--- START ---

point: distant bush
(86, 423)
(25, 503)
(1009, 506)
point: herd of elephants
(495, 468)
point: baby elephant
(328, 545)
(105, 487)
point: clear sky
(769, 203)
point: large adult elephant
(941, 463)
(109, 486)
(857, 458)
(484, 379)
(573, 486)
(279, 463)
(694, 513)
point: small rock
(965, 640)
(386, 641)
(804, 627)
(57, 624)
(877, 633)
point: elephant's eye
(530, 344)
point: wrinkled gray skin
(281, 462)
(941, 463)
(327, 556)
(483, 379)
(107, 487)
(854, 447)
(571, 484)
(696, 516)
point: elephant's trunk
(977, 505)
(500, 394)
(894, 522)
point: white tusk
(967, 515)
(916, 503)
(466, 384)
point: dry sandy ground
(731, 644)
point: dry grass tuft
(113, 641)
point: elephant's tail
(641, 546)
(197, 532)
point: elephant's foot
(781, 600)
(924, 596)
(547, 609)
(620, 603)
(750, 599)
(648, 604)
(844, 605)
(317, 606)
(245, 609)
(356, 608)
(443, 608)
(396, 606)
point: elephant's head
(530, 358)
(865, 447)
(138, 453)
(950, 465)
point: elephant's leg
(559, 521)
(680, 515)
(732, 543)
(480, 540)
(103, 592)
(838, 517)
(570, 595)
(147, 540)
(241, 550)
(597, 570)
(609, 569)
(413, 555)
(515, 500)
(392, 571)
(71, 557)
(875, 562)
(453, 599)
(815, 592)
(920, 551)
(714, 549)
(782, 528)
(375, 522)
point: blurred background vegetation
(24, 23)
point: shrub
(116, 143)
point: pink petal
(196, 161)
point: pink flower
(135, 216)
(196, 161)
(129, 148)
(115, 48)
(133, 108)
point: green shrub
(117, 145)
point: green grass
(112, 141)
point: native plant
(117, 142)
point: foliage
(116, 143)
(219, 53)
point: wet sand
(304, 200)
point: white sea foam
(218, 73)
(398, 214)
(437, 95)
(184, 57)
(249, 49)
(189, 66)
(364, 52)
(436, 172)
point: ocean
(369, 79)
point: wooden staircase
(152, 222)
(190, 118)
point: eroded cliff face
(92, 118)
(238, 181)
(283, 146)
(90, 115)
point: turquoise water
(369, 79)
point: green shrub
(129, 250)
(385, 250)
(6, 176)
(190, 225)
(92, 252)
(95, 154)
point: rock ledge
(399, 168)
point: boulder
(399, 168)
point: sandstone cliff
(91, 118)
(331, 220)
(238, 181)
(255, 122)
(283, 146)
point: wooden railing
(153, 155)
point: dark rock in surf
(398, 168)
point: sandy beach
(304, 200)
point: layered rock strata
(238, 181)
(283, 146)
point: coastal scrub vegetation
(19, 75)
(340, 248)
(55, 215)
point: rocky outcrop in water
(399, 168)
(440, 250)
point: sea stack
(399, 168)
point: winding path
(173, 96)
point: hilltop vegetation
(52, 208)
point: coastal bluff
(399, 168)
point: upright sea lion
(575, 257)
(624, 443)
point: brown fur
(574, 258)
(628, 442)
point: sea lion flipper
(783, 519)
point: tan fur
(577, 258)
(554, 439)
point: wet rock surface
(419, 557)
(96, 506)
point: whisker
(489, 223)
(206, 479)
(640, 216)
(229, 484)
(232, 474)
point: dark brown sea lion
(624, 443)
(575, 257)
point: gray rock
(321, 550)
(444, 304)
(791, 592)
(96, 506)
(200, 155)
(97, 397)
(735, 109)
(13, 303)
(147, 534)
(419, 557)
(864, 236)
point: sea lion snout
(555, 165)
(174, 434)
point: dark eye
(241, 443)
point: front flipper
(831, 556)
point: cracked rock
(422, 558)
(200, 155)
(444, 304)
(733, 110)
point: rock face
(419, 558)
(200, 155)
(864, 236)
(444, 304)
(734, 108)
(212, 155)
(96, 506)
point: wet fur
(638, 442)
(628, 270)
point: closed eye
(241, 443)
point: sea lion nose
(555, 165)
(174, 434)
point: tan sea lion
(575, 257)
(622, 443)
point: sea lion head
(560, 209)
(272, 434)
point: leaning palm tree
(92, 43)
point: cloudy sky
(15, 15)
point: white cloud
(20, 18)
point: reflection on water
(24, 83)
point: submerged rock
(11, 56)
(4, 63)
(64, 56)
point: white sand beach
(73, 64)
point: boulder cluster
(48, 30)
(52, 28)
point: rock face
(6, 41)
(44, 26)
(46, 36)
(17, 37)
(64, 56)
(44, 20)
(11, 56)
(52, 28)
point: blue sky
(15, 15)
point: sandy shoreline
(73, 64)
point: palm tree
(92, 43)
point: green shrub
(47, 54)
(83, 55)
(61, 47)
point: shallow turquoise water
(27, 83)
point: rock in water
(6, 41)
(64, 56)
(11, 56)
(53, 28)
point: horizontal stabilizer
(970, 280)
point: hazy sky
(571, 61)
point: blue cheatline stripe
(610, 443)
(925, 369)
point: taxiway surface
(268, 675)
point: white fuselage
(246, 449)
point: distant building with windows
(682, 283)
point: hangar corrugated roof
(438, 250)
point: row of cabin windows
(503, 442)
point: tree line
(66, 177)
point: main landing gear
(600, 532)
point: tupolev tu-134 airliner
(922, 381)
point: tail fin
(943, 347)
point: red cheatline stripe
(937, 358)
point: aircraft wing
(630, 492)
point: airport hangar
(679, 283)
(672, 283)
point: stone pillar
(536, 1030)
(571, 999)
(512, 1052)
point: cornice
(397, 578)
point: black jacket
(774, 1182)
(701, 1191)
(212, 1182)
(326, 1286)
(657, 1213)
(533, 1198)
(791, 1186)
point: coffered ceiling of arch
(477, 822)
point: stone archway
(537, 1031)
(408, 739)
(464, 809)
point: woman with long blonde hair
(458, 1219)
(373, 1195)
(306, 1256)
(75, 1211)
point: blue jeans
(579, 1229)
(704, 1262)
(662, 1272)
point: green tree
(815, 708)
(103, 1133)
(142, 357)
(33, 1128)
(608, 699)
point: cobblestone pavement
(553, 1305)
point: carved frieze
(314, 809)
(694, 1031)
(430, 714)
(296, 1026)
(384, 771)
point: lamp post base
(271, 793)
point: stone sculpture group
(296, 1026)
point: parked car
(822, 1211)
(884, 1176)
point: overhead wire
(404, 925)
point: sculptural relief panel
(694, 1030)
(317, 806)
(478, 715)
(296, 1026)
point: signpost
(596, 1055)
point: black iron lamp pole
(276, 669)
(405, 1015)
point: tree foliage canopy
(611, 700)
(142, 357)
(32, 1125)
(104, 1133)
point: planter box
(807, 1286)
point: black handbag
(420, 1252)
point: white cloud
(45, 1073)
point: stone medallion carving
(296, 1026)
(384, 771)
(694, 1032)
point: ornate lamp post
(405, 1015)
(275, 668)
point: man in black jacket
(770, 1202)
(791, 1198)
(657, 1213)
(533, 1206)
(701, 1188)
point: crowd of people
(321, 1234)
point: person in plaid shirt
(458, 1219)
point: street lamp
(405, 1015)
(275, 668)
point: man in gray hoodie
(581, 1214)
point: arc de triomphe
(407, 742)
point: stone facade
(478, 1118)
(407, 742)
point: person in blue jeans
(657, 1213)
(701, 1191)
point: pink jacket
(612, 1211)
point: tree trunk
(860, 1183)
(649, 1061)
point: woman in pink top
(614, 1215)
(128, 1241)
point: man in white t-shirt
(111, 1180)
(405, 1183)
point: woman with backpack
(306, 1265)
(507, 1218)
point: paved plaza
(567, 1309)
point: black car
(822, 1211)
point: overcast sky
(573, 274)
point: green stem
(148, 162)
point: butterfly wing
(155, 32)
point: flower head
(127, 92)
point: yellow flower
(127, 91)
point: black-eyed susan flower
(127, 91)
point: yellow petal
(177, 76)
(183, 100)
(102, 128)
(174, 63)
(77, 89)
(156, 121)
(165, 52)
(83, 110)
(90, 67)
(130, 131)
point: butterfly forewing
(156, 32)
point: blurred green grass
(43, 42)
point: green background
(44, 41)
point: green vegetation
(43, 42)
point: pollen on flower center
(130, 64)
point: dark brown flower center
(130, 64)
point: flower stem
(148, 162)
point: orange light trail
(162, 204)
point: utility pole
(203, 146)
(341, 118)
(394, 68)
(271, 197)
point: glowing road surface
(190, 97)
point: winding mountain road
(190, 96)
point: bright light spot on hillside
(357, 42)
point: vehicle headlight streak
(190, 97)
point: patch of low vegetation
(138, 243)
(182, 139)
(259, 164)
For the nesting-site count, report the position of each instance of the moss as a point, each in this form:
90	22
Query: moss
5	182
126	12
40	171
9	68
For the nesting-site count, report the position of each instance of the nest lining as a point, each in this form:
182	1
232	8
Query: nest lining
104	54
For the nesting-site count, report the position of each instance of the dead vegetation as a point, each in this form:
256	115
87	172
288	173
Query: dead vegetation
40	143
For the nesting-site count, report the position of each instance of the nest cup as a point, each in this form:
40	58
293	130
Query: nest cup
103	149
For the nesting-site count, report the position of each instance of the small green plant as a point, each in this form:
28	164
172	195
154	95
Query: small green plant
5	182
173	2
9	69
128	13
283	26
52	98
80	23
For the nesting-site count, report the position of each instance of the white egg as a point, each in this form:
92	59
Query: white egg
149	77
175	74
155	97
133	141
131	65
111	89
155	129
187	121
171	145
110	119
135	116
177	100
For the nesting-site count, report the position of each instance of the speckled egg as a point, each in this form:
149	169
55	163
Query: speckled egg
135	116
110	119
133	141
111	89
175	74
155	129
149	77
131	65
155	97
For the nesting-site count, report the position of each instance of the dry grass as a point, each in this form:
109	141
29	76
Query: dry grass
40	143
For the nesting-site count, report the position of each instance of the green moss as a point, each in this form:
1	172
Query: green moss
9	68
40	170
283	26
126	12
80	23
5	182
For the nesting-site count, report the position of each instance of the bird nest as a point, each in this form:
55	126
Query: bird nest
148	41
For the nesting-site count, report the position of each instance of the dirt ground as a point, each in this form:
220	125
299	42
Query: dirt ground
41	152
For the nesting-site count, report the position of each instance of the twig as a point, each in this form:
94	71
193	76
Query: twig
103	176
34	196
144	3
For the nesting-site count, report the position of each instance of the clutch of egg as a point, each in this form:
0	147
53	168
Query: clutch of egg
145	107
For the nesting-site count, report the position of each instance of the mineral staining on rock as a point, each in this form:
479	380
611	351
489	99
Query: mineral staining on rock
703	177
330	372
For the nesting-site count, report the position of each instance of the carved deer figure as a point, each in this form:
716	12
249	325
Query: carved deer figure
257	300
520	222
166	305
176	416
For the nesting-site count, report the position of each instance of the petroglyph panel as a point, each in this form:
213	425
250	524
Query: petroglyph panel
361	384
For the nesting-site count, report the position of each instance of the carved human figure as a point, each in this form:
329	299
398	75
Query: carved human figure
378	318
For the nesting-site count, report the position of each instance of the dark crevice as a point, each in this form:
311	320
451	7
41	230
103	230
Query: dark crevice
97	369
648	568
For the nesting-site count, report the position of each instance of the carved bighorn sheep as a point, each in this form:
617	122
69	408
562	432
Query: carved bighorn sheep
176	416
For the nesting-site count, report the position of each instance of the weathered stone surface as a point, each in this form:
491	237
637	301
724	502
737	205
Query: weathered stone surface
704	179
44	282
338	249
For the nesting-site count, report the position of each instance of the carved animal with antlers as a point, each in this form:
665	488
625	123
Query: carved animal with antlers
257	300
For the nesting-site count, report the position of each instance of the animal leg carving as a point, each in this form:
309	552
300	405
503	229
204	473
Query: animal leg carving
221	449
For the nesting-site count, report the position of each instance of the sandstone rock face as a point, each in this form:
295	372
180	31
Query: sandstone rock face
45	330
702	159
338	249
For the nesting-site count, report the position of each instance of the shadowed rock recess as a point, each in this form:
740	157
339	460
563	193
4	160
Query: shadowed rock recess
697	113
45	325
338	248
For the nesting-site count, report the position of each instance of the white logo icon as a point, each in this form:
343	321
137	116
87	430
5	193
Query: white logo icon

--- END ---

ASSIGNED TASK →
Taking the material above, count every line in which the word "logo" appears; answer with the number alone.

YOUR RESPONSE →
2